- **Work request**
Looking at the entries, how many lines hold the word "inside"? State the number by itself.

- **Available data**
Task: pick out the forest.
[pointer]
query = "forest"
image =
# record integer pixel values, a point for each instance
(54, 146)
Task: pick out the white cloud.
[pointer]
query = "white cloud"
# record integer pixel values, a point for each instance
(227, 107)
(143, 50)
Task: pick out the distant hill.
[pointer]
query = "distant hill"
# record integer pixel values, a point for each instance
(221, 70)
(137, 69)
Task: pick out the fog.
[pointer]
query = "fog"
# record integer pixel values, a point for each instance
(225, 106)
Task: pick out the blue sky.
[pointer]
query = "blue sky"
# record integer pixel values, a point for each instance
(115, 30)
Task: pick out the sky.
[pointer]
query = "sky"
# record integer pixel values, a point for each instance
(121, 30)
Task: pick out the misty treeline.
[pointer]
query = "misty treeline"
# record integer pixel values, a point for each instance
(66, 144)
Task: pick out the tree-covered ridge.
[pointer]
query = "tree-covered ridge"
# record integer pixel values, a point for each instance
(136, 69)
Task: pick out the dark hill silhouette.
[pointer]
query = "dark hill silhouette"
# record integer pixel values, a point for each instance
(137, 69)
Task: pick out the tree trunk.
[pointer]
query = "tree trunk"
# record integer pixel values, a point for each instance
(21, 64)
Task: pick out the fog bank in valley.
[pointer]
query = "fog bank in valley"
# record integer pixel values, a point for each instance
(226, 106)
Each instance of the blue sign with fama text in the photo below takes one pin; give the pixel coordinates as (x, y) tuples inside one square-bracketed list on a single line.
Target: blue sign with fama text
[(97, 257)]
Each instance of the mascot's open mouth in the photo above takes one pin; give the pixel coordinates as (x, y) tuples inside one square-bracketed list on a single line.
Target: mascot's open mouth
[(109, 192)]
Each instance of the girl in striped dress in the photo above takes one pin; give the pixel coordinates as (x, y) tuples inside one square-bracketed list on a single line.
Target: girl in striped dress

- **Solution to this problem**
3